Saved data entries:
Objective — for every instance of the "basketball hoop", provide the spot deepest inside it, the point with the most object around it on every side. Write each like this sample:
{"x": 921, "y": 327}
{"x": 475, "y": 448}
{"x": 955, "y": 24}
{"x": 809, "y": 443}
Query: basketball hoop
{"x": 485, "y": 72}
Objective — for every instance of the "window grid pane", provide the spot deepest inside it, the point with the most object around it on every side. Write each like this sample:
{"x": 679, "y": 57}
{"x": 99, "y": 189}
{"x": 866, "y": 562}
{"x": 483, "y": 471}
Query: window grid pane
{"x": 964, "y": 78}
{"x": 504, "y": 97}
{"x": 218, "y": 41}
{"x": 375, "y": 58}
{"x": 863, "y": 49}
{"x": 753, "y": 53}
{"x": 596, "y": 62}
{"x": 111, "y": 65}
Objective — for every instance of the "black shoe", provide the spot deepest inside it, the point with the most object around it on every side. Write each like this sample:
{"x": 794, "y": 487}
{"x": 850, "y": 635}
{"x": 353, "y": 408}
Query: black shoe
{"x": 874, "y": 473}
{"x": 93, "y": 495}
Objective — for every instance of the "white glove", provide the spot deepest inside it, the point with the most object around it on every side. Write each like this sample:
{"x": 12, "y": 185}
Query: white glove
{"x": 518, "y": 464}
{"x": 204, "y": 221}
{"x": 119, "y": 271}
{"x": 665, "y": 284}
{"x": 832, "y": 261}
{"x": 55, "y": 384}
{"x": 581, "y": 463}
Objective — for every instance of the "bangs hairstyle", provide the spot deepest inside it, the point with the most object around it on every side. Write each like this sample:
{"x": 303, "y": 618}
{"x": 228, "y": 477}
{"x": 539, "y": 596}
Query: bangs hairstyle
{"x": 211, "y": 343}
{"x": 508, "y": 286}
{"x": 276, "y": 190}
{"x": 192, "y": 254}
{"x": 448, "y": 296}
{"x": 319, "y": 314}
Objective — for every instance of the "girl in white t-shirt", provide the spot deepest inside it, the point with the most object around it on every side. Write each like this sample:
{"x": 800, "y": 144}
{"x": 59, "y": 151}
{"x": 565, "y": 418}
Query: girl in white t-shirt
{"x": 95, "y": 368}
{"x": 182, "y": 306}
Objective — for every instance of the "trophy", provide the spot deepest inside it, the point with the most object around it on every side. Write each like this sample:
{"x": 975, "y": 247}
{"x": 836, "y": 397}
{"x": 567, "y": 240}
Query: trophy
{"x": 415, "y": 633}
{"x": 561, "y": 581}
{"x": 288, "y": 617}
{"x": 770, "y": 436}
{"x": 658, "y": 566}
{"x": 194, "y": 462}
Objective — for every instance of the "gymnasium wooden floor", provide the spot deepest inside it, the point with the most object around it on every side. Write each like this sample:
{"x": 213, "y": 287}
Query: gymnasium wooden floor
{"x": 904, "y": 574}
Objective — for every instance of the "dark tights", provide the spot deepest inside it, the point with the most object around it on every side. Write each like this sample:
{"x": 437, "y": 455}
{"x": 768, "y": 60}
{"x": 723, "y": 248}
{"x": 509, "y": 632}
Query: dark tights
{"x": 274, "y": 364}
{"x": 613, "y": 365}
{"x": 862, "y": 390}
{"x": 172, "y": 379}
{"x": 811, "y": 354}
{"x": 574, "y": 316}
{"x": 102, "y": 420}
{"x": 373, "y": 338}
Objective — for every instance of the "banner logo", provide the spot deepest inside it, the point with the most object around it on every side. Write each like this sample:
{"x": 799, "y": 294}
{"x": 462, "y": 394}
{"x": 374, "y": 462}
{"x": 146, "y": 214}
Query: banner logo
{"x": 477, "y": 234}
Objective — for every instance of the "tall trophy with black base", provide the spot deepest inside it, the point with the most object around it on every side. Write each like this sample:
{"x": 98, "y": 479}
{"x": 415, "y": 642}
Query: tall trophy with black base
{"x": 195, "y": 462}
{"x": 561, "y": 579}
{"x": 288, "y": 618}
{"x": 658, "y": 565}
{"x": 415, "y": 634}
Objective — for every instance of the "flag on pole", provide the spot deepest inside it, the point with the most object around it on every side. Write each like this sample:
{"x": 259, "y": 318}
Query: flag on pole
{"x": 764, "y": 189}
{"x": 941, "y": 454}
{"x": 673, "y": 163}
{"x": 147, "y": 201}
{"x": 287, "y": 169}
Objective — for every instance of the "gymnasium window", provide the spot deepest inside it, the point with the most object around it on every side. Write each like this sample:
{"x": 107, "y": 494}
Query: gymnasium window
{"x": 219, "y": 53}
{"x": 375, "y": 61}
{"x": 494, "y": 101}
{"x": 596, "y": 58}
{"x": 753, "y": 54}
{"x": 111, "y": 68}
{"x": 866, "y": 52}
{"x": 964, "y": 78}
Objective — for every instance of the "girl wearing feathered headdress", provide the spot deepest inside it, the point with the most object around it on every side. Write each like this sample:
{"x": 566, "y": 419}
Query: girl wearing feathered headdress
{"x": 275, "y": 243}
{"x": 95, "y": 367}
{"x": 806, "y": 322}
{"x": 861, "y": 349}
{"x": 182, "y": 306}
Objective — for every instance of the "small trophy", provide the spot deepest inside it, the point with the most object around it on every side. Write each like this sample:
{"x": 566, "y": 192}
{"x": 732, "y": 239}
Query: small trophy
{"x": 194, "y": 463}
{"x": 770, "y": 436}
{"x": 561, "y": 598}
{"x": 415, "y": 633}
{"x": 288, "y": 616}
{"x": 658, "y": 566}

## Task statement
Each line must be given again exactly as written above.

## Exercise output
Objective — for every instance of the "basketball hoop", provide the spot deepest inside it, the point with the most object around it on every side. Write each like this sample:
{"x": 921, "y": 327}
{"x": 475, "y": 448}
{"x": 955, "y": 24}
{"x": 809, "y": 443}
Query: basketball hoop
{"x": 485, "y": 72}
Objective — for every instance of the "window grid pane", provide the spot deepest inside it, the point with the most object around it on every side. Write each like this sample:
{"x": 679, "y": 57}
{"x": 99, "y": 189}
{"x": 866, "y": 562}
{"x": 483, "y": 471}
Query: window grid pane
{"x": 964, "y": 78}
{"x": 504, "y": 97}
{"x": 218, "y": 41}
{"x": 375, "y": 58}
{"x": 863, "y": 49}
{"x": 753, "y": 53}
{"x": 596, "y": 62}
{"x": 111, "y": 65}
Objective — for every instance of the "black shoe", provide the spot deepest inside it, the point with the most object around it on every side. Write each like this sample:
{"x": 794, "y": 487}
{"x": 850, "y": 635}
{"x": 353, "y": 408}
Query: black shoe
{"x": 874, "y": 473}
{"x": 93, "y": 495}
Objective — for every instance of the "white glove", provide the spot deepest inside it, the point with the most object around it on every side. Write each like this sample:
{"x": 12, "y": 185}
Query: white glove
{"x": 518, "y": 464}
{"x": 204, "y": 221}
{"x": 119, "y": 271}
{"x": 665, "y": 284}
{"x": 832, "y": 261}
{"x": 55, "y": 384}
{"x": 581, "y": 463}
Objective — for every instance of the "bangs hairstyle", provide the spot deepest inside it, the point with the most object around it on every side. Write each like this sample:
{"x": 303, "y": 618}
{"x": 228, "y": 477}
{"x": 539, "y": 596}
Query: bangs hairstyle
{"x": 211, "y": 343}
{"x": 508, "y": 286}
{"x": 276, "y": 190}
{"x": 192, "y": 254}
{"x": 448, "y": 296}
{"x": 319, "y": 314}
Objective — for every instance of the "girl in white t-shirt", provide the spot deepest inside it, the point with the most object around it on every side. Write each like this sample:
{"x": 800, "y": 144}
{"x": 59, "y": 151}
{"x": 565, "y": 418}
Query: girl in white t-shirt
{"x": 95, "y": 368}
{"x": 182, "y": 306}
Objective — for every instance of the "trophy", provide the spot deepest inside it, the point with the most object around it on every side. Write each like this sample:
{"x": 975, "y": 247}
{"x": 836, "y": 397}
{"x": 567, "y": 240}
Query: trophy
{"x": 415, "y": 633}
{"x": 561, "y": 581}
{"x": 288, "y": 617}
{"x": 770, "y": 436}
{"x": 658, "y": 566}
{"x": 194, "y": 462}
Objective — for every instance of the "gymnasium wooden floor", provide the spot deepest inside it, the point with the most object around it on every side. Write each like this sample:
{"x": 213, "y": 287}
Query: gymnasium wooden floor
{"x": 904, "y": 574}
Objective — for every instance of the "dark tights", provide the spot deepest inside it, the point with the most object around it on every side. Write each like this sample:
{"x": 437, "y": 455}
{"x": 768, "y": 60}
{"x": 723, "y": 248}
{"x": 509, "y": 632}
Query: dark tights
{"x": 274, "y": 364}
{"x": 613, "y": 365}
{"x": 862, "y": 390}
{"x": 172, "y": 379}
{"x": 811, "y": 354}
{"x": 574, "y": 316}
{"x": 102, "y": 420}
{"x": 373, "y": 338}
Objective — for every instance of the "banner logo", provide the spot deepest inside it, the point with the most object around it on every side. Write each like this sample:
{"x": 799, "y": 294}
{"x": 462, "y": 394}
{"x": 374, "y": 462}
{"x": 146, "y": 214}
Query: banner logo
{"x": 477, "y": 234}
Objective — for every instance of the "tall trophy with black base", provide the spot deepest inside it, the point with the most object around it on every side. Write each like this sample:
{"x": 98, "y": 479}
{"x": 415, "y": 642}
Query: tall trophy with black base
{"x": 195, "y": 462}
{"x": 561, "y": 579}
{"x": 288, "y": 618}
{"x": 658, "y": 565}
{"x": 415, "y": 634}
Objective — for every instance of the "flag on pole", provide the spot deepest inside it, the point with the most object around it on every side. Write each like this sample:
{"x": 259, "y": 318}
Query: flag on pole
{"x": 764, "y": 189}
{"x": 941, "y": 454}
{"x": 673, "y": 163}
{"x": 147, "y": 201}
{"x": 287, "y": 169}
Objective — for every instance of the "gymnasium window", provide the spot deepest inside it, the point with the most object around it on every side. Write each like this sample:
{"x": 107, "y": 494}
Query: gymnasium window
{"x": 219, "y": 53}
{"x": 375, "y": 61}
{"x": 494, "y": 101}
{"x": 596, "y": 58}
{"x": 753, "y": 54}
{"x": 111, "y": 68}
{"x": 866, "y": 52}
{"x": 964, "y": 78}
Objective — for every instance of the "girl wearing feathered headdress", provide the spot deepest inside it, the point with the most object around it on every side. Write each like this sample:
{"x": 566, "y": 419}
Query: girl wearing feathered headdress
{"x": 275, "y": 243}
{"x": 95, "y": 367}
{"x": 806, "y": 322}
{"x": 861, "y": 349}
{"x": 182, "y": 306}
Objective — for every instance of the "small trophy", provide the spot deepest inside it, the point with the most object around it on every side. Write each like this sample:
{"x": 566, "y": 192}
{"x": 732, "y": 239}
Query: small trophy
{"x": 194, "y": 463}
{"x": 770, "y": 436}
{"x": 561, "y": 598}
{"x": 415, "y": 633}
{"x": 288, "y": 616}
{"x": 658, "y": 566}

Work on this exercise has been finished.